DO THIS: Identify every line in the items below that contains the string "Pinpoint", and copy each of those lines in full. Case matters when matching.

INPUT FOR THIS TASK:
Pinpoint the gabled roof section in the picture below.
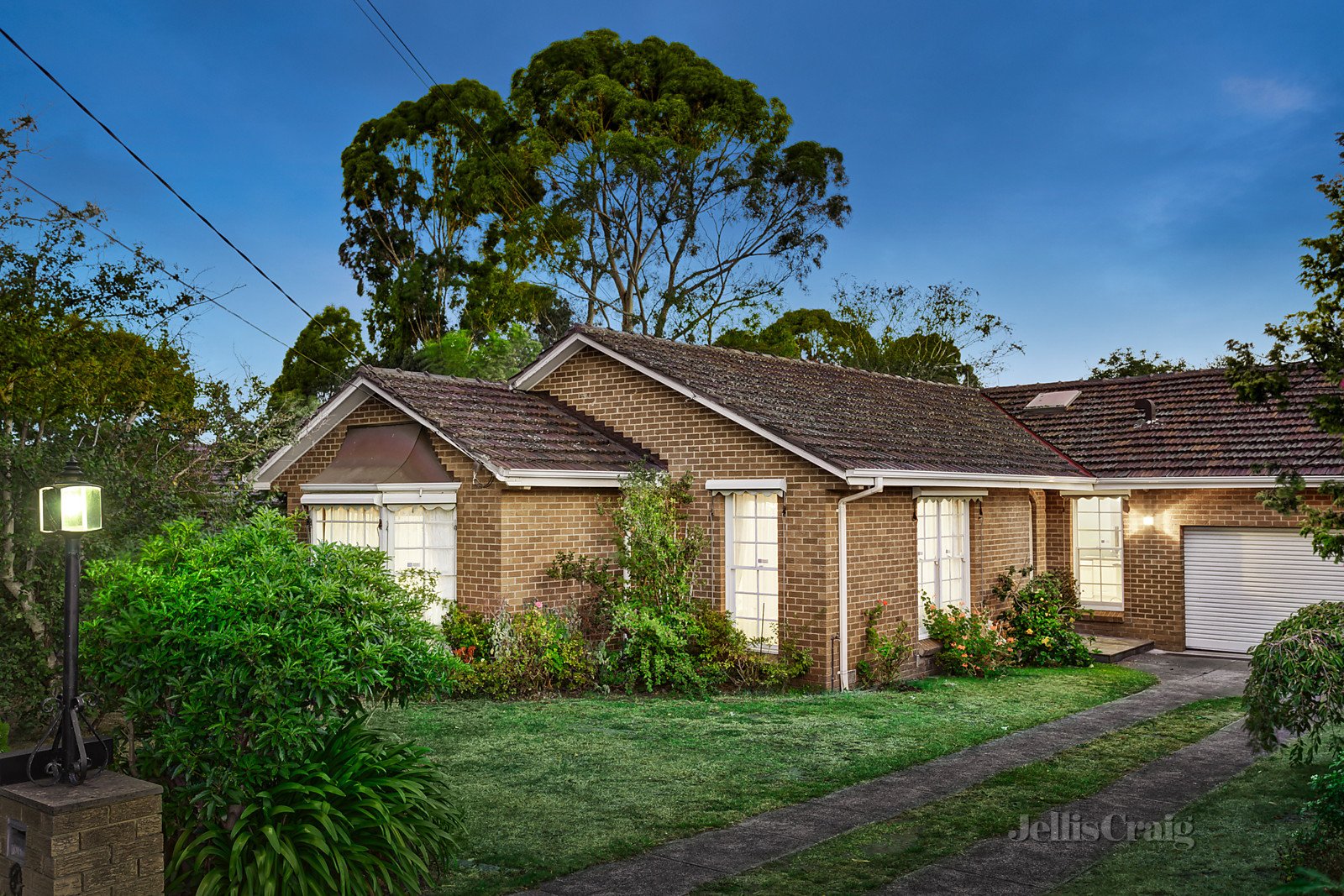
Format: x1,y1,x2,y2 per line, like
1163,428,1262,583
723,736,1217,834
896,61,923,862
513,327,1089,481
985,365,1344,478
254,365,649,488
359,367,641,473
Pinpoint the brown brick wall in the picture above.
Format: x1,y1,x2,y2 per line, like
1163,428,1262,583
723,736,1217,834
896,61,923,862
536,349,844,681
1047,489,1320,650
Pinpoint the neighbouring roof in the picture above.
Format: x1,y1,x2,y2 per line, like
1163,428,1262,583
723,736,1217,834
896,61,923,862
354,367,643,473
985,367,1344,478
535,325,1086,477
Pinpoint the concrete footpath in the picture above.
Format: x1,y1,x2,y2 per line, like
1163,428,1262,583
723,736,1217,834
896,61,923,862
528,652,1246,896
874,720,1254,896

PROBLEM SOLUTION:
Pinpoint the gabled roof section in the picture below.
Pinpoint the brown brick wall in the picture above.
Pinpoint the neighbouring roof in the picture above.
Pinpoint the concrete footpath in the picture above.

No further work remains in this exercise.